## INSTRUCTION 1:
According to the text on mending and reusing clothing, how much does the writer pay for sox at garage sales?

## PAGE TEXT:
↓
I do mend things, but I draw the line at sox because I get them for twenty-five cents a pair at garage sales. But I've been known to use the ribbing of the sox as interesting cuffs on sleeves. Some articles of clothing are cut up into quilt blocks. I have a very colorful quilt that is made completely from shirts my son left behind when he moved out many years ago, and a wall quilt that is baskets made of his stripe shirts. Stripe material makes very interesting basket blocks -- a long piece with stripe going horizontal, a short piece with stripe going horizontal, and so on: ===#===# (that's as close as I can come with what's available on my keypad).
↑
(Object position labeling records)
↓
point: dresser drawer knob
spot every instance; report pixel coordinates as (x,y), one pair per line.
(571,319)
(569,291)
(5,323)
↑
## INSTRUCTION 2:
Rewrite all lines of the records above, including the requests, and shift every coordinate in their answers by -81.

## WRITTEN SOLUTION 1:
Twenty-five cents a pair.

## WRITTEN SOLUTION 2:
point: dresser drawer knob
spot every instance; report pixel coordinates as (x,y), one pair per line.
(490,238)
(488,210)
(-76,242)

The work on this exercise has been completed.